[Task brief]: Please write out each entry exactly as it appears.

(Natural-language object grounding data)
▼

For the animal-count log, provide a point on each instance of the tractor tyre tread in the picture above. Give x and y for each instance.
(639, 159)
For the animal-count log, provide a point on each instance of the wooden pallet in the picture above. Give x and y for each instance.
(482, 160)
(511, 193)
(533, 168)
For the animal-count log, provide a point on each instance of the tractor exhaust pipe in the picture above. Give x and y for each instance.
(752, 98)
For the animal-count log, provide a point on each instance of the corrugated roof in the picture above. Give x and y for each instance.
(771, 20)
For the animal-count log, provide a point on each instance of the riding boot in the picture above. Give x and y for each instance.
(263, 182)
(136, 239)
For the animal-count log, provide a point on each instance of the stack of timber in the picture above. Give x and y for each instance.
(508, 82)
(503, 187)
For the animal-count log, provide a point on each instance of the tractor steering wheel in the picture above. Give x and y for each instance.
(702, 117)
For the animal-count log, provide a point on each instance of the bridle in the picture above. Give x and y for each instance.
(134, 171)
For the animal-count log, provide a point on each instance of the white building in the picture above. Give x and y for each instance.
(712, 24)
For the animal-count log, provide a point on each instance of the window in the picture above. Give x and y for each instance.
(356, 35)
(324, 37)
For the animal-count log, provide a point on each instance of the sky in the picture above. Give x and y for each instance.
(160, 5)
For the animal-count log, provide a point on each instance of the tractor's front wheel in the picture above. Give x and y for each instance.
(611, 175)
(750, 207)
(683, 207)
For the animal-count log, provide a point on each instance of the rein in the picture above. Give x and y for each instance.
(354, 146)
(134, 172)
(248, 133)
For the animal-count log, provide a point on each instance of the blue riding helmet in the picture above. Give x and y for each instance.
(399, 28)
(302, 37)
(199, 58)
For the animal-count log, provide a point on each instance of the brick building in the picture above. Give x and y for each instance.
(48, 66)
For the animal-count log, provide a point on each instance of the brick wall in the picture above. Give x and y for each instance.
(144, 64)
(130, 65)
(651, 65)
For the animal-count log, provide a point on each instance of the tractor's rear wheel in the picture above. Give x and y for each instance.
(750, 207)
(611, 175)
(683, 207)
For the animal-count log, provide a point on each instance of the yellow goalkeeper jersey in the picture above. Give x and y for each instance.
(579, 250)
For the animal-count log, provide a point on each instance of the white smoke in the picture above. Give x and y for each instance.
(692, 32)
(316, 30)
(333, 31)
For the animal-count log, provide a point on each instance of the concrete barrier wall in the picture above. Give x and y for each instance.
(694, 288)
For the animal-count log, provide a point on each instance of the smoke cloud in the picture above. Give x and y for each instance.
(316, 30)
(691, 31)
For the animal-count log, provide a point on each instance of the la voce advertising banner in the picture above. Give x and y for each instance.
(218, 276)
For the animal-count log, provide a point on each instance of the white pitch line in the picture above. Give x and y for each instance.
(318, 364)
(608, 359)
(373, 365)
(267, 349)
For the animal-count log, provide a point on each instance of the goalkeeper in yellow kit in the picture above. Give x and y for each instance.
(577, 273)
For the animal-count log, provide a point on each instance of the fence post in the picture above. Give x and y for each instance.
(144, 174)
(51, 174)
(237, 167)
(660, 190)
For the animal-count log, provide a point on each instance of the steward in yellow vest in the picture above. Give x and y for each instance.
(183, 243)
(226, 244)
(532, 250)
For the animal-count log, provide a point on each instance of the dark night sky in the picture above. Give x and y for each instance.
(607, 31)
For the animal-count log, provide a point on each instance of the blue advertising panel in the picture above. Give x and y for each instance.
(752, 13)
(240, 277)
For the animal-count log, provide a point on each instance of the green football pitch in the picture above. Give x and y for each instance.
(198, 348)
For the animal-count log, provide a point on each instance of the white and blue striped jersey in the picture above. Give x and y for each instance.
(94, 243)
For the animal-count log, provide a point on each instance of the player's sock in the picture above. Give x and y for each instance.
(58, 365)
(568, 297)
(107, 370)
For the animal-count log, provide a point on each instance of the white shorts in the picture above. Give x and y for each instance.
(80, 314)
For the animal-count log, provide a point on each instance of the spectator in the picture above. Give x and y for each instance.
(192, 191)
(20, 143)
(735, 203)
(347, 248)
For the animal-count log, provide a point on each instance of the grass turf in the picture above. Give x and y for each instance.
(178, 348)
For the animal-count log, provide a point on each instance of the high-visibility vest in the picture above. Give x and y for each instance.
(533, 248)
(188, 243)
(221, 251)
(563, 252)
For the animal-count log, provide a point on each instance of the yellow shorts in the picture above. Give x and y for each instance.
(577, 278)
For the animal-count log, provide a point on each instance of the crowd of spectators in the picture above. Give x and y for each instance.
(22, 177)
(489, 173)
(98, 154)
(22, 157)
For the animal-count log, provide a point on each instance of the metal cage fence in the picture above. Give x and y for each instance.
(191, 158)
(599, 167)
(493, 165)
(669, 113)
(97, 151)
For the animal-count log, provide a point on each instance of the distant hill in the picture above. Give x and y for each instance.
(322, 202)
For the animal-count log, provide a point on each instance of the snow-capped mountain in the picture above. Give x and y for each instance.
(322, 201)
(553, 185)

▲

[Answer to the exercise]:
For the animal-count log, provide a point on each instance of the tractor tyre tread in the picture above. Give x and y for each instance.
(639, 159)
For the animal-count log, provide a point on each instance of the wooden pallet in the picture above. Give x and y for each instance.
(482, 160)
(511, 193)
(533, 168)
For the animal-count log, provide a point on each instance of the tractor exhaust pipe in the picture above. Give x and y for each instance.
(752, 98)
For the animal-count log, provide a point on each instance of the corrugated roof in the picture above. Give x and y for each instance.
(771, 20)
For the animal-count log, provide a point on each instance of the riding boot in the picture above. Give x and y for each instance.
(263, 182)
(136, 239)
For the animal-count log, provide a point on each instance of the stack of timber in the picture above. Give x and y for each instance.
(508, 82)
(503, 187)
For the animal-count log, provide a point on each instance of the tractor steering wheel in the picture above. Give x and y for each instance.
(702, 117)
For the animal-count log, provide a point on each instance of the bridle in the picture above. Give x and y for each instance.
(134, 171)
For the animal-count log, provide a point on each instance of the white building in the picture above. Give x and y for each instance.
(712, 24)
For the animal-count log, provide a point on each instance of the window in the picture above. Give x and y for each instance.
(356, 35)
(324, 37)
For the animal-count log, provide a point on each instance of the sky in the picture above. Give x and y for each instance.
(160, 5)
For the animal-count log, provide a point on each instance of the tractor's front wheel in the picture above. Give x and y for each instance.
(611, 175)
(750, 207)
(683, 207)
For the animal-count log, provide a point on each instance of the rein in the picture above. Give x and y for each instance.
(354, 146)
(134, 172)
(248, 133)
For the animal-count log, provide a point on each instance of the blue riding helmet in the picture above. Give x and y for each instance.
(399, 28)
(302, 37)
(199, 58)
For the animal-count log, provide a point on each instance of the brick building in the picture above. Give x and y for each instance.
(48, 66)
For the animal-count log, provide a point on each instance of the brick wall in the picture above. Give x and y for each instance.
(144, 64)
(130, 65)
(651, 65)
For the animal-count log, provide a point on each instance of the tractor's rear wheel in the picture above. Give x and y for each instance.
(750, 207)
(611, 175)
(683, 207)
For the animal-count log, provide a point on each instance of the yellow goalkeeper jersey in the picture above. Give x and y for each instance.
(579, 250)
For the animal-count log, provide a point on each instance of the white smoke in the picture above. Give x and y for each instance.
(692, 32)
(316, 30)
(333, 31)
For the animal-count log, provide a point on each instance of the concrete barrier wall in the picture above. Give x and y for each instance.
(694, 288)
For the animal-count log, provide a point on each instance of the smoke cloud in the picture above. Give x and y for each instance.
(316, 30)
(691, 31)
For the animal-count log, provide a point on each instance of the la voce advertising banner in the picture above. Give x and y for each instance.
(218, 276)
For the animal-count log, provide a point on each instance of the white pitch line in the picture above. Give x and y for each instance.
(318, 364)
(608, 359)
(373, 365)
(267, 349)
For the animal-count log, provide a point on each instance of the goalkeeper in yellow kit in the picture above. Give x and y for each instance.
(577, 273)
For the animal-count log, provide a point on each instance of the fence post in the picture above. Give x and y for each instance.
(144, 174)
(51, 174)
(237, 167)
(660, 190)
For the animal-count log, provide a point on each instance of the steward in yellow vest in the picture above. Give x and y for each instance.
(183, 243)
(226, 244)
(532, 250)
For the animal-count log, provide a point on each instance of the dark night sky in the picture above. Give x and y for each instance.
(607, 31)
For the animal-count log, provide a point on each instance of the blue advertising panel in the picture above. Give x and y for each instance.
(752, 13)
(240, 277)
For the animal-count log, provide a point on each instance of the green football pitch in the picture above. Give x and y for each instance.
(198, 348)
For the animal-count log, provide a point on each instance of the white and blue striped jersey in the picture above. Give x and y for each instance.
(94, 243)
For the animal-count log, provide a point on each instance of the player's sock in the picture above. Give x and y for each instance.
(58, 365)
(568, 297)
(107, 370)
For the animal-count log, provide a point on each instance of the white shorts in the picture above. Give x and y for each instance.
(80, 314)
For the animal-count log, provide a point on each instance of the spectator in the picture above. Give x and y for each instance.
(192, 191)
(20, 143)
(735, 203)
(347, 248)
For the animal-count log, provide a point on each instance of the grass turf in the picture above. Give x and y for each instance.
(178, 348)
For the animal-count log, provide a point on each instance of the high-visibility vest in the picture above. Give x and y for each instance.
(533, 248)
(188, 243)
(221, 251)
(563, 252)
For the animal-count log, provide a point on each instance of the yellow shorts in the picture above. Give x and y for each instance.
(577, 278)
For the animal-count log, provide a point on each instance of the crowd of spectators in the picture above. Give x and y for each instance.
(22, 177)
(489, 173)
(98, 154)
(22, 157)
For the animal-count log, provide a point on each instance of the metal cage fence in the picture above. Give x and y for each instance.
(191, 158)
(599, 167)
(493, 165)
(669, 113)
(97, 151)
For the animal-count log, provide a point on each instance of the distant hill in the picture above. Give x and y for each instance.
(322, 202)
For the animal-count log, provide a point on each instance of the snow-capped mountain in the picture above. Give x and y for each instance.
(322, 201)
(553, 185)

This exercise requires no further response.